— BEGIN EXTRACTED INFORMATION —

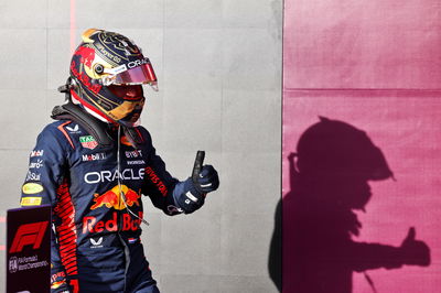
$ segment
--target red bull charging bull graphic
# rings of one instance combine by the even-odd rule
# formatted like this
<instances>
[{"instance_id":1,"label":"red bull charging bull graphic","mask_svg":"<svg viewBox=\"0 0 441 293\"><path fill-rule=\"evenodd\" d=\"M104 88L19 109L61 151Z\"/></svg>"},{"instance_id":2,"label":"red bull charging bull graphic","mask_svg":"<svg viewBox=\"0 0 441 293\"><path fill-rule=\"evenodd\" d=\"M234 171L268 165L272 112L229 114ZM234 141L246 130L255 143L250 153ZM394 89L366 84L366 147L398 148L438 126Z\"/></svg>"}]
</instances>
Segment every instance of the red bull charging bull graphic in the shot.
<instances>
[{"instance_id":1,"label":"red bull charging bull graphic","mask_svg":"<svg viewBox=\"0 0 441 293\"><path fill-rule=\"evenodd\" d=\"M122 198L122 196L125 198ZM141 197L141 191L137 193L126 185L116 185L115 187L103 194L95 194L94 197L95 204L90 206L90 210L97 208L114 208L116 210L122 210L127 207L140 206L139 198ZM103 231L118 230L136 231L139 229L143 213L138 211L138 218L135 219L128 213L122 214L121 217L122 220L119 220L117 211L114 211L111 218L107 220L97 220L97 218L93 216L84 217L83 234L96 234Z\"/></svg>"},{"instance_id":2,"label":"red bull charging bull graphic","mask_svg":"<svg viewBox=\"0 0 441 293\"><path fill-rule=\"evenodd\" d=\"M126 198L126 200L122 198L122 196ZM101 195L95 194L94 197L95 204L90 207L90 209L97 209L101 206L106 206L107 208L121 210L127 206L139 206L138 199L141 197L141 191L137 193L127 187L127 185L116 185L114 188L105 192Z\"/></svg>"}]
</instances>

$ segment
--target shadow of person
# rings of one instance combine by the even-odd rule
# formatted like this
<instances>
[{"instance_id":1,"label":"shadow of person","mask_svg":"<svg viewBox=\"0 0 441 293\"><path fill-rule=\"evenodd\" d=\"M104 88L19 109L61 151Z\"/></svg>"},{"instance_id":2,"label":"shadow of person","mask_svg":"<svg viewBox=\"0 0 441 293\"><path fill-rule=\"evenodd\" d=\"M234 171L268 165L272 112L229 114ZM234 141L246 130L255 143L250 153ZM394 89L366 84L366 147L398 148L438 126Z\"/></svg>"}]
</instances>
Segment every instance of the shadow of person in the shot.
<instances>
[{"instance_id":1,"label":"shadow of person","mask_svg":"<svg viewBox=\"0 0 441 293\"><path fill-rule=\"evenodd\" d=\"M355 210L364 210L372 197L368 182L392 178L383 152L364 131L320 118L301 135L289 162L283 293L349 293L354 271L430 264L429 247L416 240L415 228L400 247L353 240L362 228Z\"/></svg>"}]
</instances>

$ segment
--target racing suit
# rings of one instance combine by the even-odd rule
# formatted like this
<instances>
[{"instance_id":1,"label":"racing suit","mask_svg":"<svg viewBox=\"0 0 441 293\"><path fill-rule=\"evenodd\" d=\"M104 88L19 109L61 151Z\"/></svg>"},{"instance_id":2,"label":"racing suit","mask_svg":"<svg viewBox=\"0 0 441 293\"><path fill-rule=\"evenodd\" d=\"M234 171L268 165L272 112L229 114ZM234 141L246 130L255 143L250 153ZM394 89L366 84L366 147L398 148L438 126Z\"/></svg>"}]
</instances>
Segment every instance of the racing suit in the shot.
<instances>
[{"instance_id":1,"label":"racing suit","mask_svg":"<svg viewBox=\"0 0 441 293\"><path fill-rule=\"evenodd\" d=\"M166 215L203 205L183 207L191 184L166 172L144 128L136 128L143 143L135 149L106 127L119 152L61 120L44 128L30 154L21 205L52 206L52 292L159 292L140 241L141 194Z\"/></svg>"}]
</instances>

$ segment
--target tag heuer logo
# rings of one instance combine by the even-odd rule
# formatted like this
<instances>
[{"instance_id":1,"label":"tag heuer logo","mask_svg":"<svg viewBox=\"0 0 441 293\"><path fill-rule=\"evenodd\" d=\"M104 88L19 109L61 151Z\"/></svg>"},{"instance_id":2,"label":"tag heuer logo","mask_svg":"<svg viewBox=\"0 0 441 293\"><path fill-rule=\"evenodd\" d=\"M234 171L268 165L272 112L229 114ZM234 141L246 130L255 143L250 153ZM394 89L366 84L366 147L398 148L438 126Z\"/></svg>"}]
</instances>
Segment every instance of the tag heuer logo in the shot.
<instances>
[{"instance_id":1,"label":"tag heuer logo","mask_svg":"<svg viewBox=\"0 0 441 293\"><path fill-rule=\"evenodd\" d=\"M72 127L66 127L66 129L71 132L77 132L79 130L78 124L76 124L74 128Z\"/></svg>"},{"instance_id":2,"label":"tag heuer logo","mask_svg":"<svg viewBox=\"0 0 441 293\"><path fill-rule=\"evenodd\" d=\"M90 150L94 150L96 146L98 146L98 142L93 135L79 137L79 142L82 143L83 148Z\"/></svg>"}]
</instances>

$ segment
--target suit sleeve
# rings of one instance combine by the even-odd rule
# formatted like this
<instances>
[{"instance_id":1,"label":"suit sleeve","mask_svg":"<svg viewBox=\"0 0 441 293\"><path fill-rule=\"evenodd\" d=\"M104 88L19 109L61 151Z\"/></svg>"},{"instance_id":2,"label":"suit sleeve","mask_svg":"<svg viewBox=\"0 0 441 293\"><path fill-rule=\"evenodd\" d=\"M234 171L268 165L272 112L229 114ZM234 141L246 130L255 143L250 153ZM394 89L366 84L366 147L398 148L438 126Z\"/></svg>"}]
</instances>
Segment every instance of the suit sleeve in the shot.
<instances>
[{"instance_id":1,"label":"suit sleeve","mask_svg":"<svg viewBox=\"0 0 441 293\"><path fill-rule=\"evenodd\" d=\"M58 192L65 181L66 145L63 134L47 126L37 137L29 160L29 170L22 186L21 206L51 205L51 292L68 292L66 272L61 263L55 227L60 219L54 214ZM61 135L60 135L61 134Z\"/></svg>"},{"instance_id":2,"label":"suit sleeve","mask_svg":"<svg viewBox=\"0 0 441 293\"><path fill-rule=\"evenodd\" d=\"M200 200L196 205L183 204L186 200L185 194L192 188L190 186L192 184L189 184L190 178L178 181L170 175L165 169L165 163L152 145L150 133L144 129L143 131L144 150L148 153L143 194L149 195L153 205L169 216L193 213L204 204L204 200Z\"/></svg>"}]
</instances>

— END EXTRACTED INFORMATION —

THE REQUEST » Every line above should be returned exactly; the pictures stay out.

RESPONSE »
$ segment
--target red bull charging bull graphic
# rings of one instance combine by the even-odd rule
# formatted like this
<instances>
[{"instance_id":1,"label":"red bull charging bull graphic","mask_svg":"<svg viewBox=\"0 0 441 293\"><path fill-rule=\"evenodd\" d=\"M104 88L19 109L61 151Z\"/></svg>"},{"instance_id":2,"label":"red bull charging bull graphic","mask_svg":"<svg viewBox=\"0 0 441 293\"><path fill-rule=\"evenodd\" d=\"M234 171L268 165L272 112L229 114ZM234 141L246 130L255 143L250 153ZM394 89L366 84L366 147L398 148L438 126Z\"/></svg>"}]
</instances>
Segment every instance of the red bull charging bull graphic in the shot.
<instances>
[{"instance_id":1,"label":"red bull charging bull graphic","mask_svg":"<svg viewBox=\"0 0 441 293\"><path fill-rule=\"evenodd\" d=\"M122 198L122 196L125 198ZM141 197L141 191L137 193L126 185L116 185L115 187L103 194L95 194L94 197L95 204L90 206L90 210L97 208L114 208L116 210L122 210L127 207L140 206L139 198ZM103 231L118 230L136 231L139 229L143 213L138 211L138 218L135 219L128 213L122 214L121 217L122 220L119 220L117 211L114 211L111 218L107 220L97 220L97 218L93 216L84 217L83 234L96 234Z\"/></svg>"},{"instance_id":2,"label":"red bull charging bull graphic","mask_svg":"<svg viewBox=\"0 0 441 293\"><path fill-rule=\"evenodd\" d=\"M126 198L126 200L122 198L122 196ZM101 195L95 194L94 197L95 204L90 207L90 209L97 209L101 206L106 206L107 208L121 210L127 206L139 206L138 199L141 197L141 191L137 193L127 187L127 185L116 185L114 188L105 192Z\"/></svg>"}]
</instances>

$ segment
--target shadow of person
# rings of one instance combine by the even-odd rule
# formatted like this
<instances>
[{"instance_id":1,"label":"shadow of person","mask_svg":"<svg viewBox=\"0 0 441 293\"><path fill-rule=\"evenodd\" d=\"M104 88L19 109L61 151Z\"/></svg>"},{"instance_id":2,"label":"shadow of person","mask_svg":"<svg viewBox=\"0 0 441 293\"><path fill-rule=\"evenodd\" d=\"M234 171L268 165L272 112L229 114ZM234 141L246 130L255 143L250 153ZM394 89L366 84L366 147L398 148L438 126Z\"/></svg>"}]
</instances>
Segment every instance of the shadow of person in the shot.
<instances>
[{"instance_id":1,"label":"shadow of person","mask_svg":"<svg viewBox=\"0 0 441 293\"><path fill-rule=\"evenodd\" d=\"M355 210L364 210L372 197L368 182L392 178L383 152L364 131L320 118L301 135L289 162L283 293L349 293L354 271L430 264L429 247L416 240L415 228L400 247L353 240L362 228Z\"/></svg>"}]
</instances>

$ segment
--target racing suit
# rings of one instance combine by the even-odd rule
# formatted like this
<instances>
[{"instance_id":1,"label":"racing suit","mask_svg":"<svg viewBox=\"0 0 441 293\"><path fill-rule=\"evenodd\" d=\"M104 88L19 109L61 151Z\"/></svg>"},{"instance_id":2,"label":"racing suit","mask_svg":"<svg viewBox=\"0 0 441 293\"><path fill-rule=\"evenodd\" d=\"M234 171L268 165L272 112L229 114ZM234 141L246 130L255 143L250 153ZM394 89L366 84L366 147L398 148L438 126Z\"/></svg>"}]
</instances>
Segment every instance of the racing suit in the shot.
<instances>
[{"instance_id":1,"label":"racing suit","mask_svg":"<svg viewBox=\"0 0 441 293\"><path fill-rule=\"evenodd\" d=\"M166 215L203 205L183 207L191 184L166 172L144 128L136 128L143 143L135 149L106 127L119 152L61 120L44 128L30 154L21 205L52 206L52 292L159 292L140 241L141 194Z\"/></svg>"}]
</instances>

$ segment
--target tag heuer logo
# rings of one instance combine by the even-odd rule
# formatted like this
<instances>
[{"instance_id":1,"label":"tag heuer logo","mask_svg":"<svg viewBox=\"0 0 441 293\"><path fill-rule=\"evenodd\" d=\"M104 88L19 109L61 151Z\"/></svg>"},{"instance_id":2,"label":"tag heuer logo","mask_svg":"<svg viewBox=\"0 0 441 293\"><path fill-rule=\"evenodd\" d=\"M234 171L268 165L272 112L229 114ZM234 141L246 130L255 143L250 153ZM394 89L366 84L366 147L398 148L438 126Z\"/></svg>"}]
</instances>
Segment every instance of the tag heuer logo in the shot.
<instances>
[{"instance_id":1,"label":"tag heuer logo","mask_svg":"<svg viewBox=\"0 0 441 293\"><path fill-rule=\"evenodd\" d=\"M72 127L66 127L66 129L71 132L77 132L79 130L78 124L76 124L74 128Z\"/></svg>"},{"instance_id":2,"label":"tag heuer logo","mask_svg":"<svg viewBox=\"0 0 441 293\"><path fill-rule=\"evenodd\" d=\"M90 150L94 150L96 146L98 146L98 142L93 135L79 137L79 142L82 143L83 148Z\"/></svg>"}]
</instances>

$ segment
--target suit sleeve
# rings of one instance combine by the even-odd rule
# formatted like this
<instances>
[{"instance_id":1,"label":"suit sleeve","mask_svg":"<svg viewBox=\"0 0 441 293\"><path fill-rule=\"evenodd\" d=\"M104 88L19 109L61 151Z\"/></svg>"},{"instance_id":2,"label":"suit sleeve","mask_svg":"<svg viewBox=\"0 0 441 293\"><path fill-rule=\"evenodd\" d=\"M234 171L268 165L272 112L229 114ZM234 141L246 130L255 143L250 153ZM394 89L366 84L366 147L398 148L438 126Z\"/></svg>"}]
</instances>
Segment every instance of the suit sleeve in the shot.
<instances>
[{"instance_id":1,"label":"suit sleeve","mask_svg":"<svg viewBox=\"0 0 441 293\"><path fill-rule=\"evenodd\" d=\"M58 192L65 181L66 145L63 134L47 126L37 137L29 160L29 170L22 186L21 206L51 205L51 292L68 292L66 272L61 263L55 227L60 219L54 214ZM61 135L60 135L61 134Z\"/></svg>"},{"instance_id":2,"label":"suit sleeve","mask_svg":"<svg viewBox=\"0 0 441 293\"><path fill-rule=\"evenodd\" d=\"M200 200L196 205L183 204L186 200L185 194L192 188L190 186L192 184L189 184L190 178L178 181L170 175L165 169L165 163L152 145L150 133L144 129L143 131L144 150L148 153L143 194L149 195L153 205L169 216L193 213L204 204L204 200Z\"/></svg>"}]
</instances>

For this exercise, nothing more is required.